Provided records START

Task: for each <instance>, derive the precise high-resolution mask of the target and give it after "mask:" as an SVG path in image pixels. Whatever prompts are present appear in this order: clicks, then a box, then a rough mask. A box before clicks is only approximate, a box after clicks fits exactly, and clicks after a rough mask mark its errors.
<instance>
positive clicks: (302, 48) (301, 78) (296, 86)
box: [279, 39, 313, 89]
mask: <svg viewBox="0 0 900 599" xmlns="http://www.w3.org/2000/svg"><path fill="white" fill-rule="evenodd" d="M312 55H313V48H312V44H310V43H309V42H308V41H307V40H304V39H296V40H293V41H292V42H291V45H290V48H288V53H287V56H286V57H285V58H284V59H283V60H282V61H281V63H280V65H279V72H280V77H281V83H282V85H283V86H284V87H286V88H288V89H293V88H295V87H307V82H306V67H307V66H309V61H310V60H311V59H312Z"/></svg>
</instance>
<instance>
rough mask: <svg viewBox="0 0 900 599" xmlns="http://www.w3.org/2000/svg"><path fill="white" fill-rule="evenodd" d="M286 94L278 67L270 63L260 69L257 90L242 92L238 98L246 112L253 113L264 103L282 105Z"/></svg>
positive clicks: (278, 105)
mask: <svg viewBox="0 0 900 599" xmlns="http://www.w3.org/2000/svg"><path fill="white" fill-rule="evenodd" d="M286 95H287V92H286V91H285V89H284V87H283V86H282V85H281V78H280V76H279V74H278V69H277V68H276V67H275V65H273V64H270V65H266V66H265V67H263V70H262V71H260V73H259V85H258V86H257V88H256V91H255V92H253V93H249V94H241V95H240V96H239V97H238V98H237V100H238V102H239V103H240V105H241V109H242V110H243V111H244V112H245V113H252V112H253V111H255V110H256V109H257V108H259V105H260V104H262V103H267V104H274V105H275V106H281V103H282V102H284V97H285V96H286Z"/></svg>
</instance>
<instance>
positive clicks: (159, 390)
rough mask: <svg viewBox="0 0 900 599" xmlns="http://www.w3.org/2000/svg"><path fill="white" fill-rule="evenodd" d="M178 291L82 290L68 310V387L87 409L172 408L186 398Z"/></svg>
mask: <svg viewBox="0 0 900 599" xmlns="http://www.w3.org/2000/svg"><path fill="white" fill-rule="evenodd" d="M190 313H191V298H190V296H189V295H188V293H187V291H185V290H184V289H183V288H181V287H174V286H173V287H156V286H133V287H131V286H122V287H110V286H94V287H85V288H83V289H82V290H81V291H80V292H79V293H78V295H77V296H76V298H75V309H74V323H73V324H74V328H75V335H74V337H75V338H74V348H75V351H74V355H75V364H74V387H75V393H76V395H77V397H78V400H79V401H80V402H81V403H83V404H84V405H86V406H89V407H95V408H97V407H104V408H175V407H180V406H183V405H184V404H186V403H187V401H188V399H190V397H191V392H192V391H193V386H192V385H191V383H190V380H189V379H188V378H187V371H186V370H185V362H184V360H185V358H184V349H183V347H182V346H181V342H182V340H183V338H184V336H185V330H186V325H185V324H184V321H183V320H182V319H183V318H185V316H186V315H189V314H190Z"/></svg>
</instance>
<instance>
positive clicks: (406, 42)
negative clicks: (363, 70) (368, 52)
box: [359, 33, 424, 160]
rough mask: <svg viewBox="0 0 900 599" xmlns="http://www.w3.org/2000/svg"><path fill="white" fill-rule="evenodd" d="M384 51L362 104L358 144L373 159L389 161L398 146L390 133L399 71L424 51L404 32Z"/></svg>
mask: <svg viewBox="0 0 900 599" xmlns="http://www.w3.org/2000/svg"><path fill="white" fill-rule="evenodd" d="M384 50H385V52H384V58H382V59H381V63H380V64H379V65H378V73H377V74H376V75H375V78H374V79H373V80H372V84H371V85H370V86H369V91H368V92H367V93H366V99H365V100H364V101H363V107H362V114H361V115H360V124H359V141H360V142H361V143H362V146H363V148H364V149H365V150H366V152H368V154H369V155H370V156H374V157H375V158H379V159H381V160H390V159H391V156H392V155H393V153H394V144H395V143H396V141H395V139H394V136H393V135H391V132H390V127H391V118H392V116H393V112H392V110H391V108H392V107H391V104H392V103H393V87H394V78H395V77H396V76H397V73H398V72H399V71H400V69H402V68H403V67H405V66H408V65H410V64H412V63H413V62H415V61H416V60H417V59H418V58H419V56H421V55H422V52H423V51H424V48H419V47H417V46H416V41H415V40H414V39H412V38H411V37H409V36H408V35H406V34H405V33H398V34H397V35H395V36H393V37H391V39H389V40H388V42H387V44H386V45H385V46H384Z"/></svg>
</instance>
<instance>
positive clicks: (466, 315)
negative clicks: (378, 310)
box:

Provided records END

#### Written task:
Put all of the lines above into a numbered list, omitting any blank ones.

#### Solution to the problem:
1. Task: for each <instance>, derive the precise high-resolution mask of the target and give it after "mask:" as an SVG path in image pixels. Whatever prompts are present appear in this order: clicks, then a box, then a rough mask. A box before clicks is only approximate, a box after clicks fits exactly, and clicks after a rough mask mark its errors.
2. <instance>
3. positive clicks: (302, 48) (301, 78) (296, 86)
4. box: [279, 39, 313, 89]
5. mask: <svg viewBox="0 0 900 599" xmlns="http://www.w3.org/2000/svg"><path fill="white" fill-rule="evenodd" d="M312 55H313V48H312V44H310V43H309V42H308V41H307V40H304V39H296V40H293V41H292V42H291V45H290V48H288V53H287V56H286V57H285V58H284V59H283V60H282V61H281V63H280V65H279V72H280V77H281V83H282V85H283V86H284V87H286V88H288V89H293V88H295V87H307V82H306V67H307V66H309V61H310V60H311V59H312Z"/></svg>
6. </instance>
7. <instance>
8. rough mask: <svg viewBox="0 0 900 599" xmlns="http://www.w3.org/2000/svg"><path fill="white" fill-rule="evenodd" d="M286 94L278 67L270 63L260 69L257 90L242 92L238 98L246 112L253 113L264 103L282 105Z"/></svg>
9. positive clicks: (278, 105)
10. mask: <svg viewBox="0 0 900 599" xmlns="http://www.w3.org/2000/svg"><path fill="white" fill-rule="evenodd" d="M286 95H287V92H286V91H285V89H284V87H283V86H282V85H281V78H280V76H279V74H278V69H277V68H276V67H275V65H273V64H270V65H266V66H265V67H263V70H262V71H260V73H259V85H258V86H257V88H256V91H255V92H253V93H249V94H241V95H240V96H239V97H238V98H237V100H238V102H239V103H240V105H241V109H242V110H243V111H244V112H245V113H252V112H253V111H255V110H256V109H257V108H259V105H260V104H262V103H267V104H274V105H275V106H281V103H282V102H284V97H285V96H286Z"/></svg>
11. </instance>
12. <instance>
13. positive clicks: (159, 390)
14. rough mask: <svg viewBox="0 0 900 599" xmlns="http://www.w3.org/2000/svg"><path fill="white" fill-rule="evenodd" d="M178 291L82 290L68 310V387L87 409L172 408L186 398Z"/></svg>
15. mask: <svg viewBox="0 0 900 599" xmlns="http://www.w3.org/2000/svg"><path fill="white" fill-rule="evenodd" d="M190 313H191V298H190V296H189V295H188V293H187V291H185V290H184V289H183V288H181V287H174V286H173V287H156V286H133V287H131V286H122V287H110V286H94V287H85V288H83V289H82V290H81V291H80V292H79V293H78V295H77V296H76V298H75V309H74V323H73V324H74V328H75V335H74V337H75V338H74V348H75V351H74V355H75V364H74V387H75V393H76V395H77V397H78V400H79V401H80V402H81V403H83V404H84V405H86V406H89V407H95V408H97V407H104V408H175V407H180V406H183V405H184V404H186V403H187V401H188V399H190V397H191V392H192V391H193V386H192V385H191V383H190V380H189V379H188V378H187V371H186V370H185V362H184V360H185V358H184V349H183V347H182V346H181V342H182V340H183V338H184V336H185V330H186V325H185V324H184V321H183V320H182V319H183V318H185V316H186V315H189V314H190Z"/></svg>
16. </instance>
17. <instance>
18. positive clicks: (406, 42)
19. negative clicks: (363, 70) (368, 52)
20. box: [359, 33, 424, 160]
21. rough mask: <svg viewBox="0 0 900 599" xmlns="http://www.w3.org/2000/svg"><path fill="white" fill-rule="evenodd" d="M384 51L362 104L358 144L373 159L389 161L398 146L390 133L399 71L424 51L404 32Z"/></svg>
22. mask: <svg viewBox="0 0 900 599" xmlns="http://www.w3.org/2000/svg"><path fill="white" fill-rule="evenodd" d="M384 50H385V52H384V58H382V59H381V63H380V64H379V65H378V73H377V74H376V75H375V78H374V79H373V80H372V84H371V85H370V86H369V91H368V92H367V93H366V99H365V100H364V101H363V107H362V114H361V115H360V124H359V141H360V142H361V143H362V146H363V148H364V149H365V150H366V152H368V154H369V155H370V156H374V157H375V158H379V159H381V160H390V159H391V156H392V155H393V153H394V144H395V143H396V141H395V139H394V136H393V135H391V132H390V127H391V118H392V116H393V112H392V110H391V108H392V107H391V104H392V103H393V87H394V78H395V77H396V76H397V73H398V72H399V71H400V69H402V68H403V67H405V66H408V65H410V64H412V63H413V62H415V61H416V60H417V59H418V58H419V56H421V55H422V52H423V51H424V48H419V47H417V46H416V41H415V40H414V39H412V38H411V37H409V36H408V35H406V34H405V33H398V34H397V35H395V36H393V37H391V39H389V40H388V42H387V44H386V45H385V46H384Z"/></svg>
23. </instance>
24. <instance>
25. positive clicks: (466, 315)
26. negative clicks: (378, 310)
27. box:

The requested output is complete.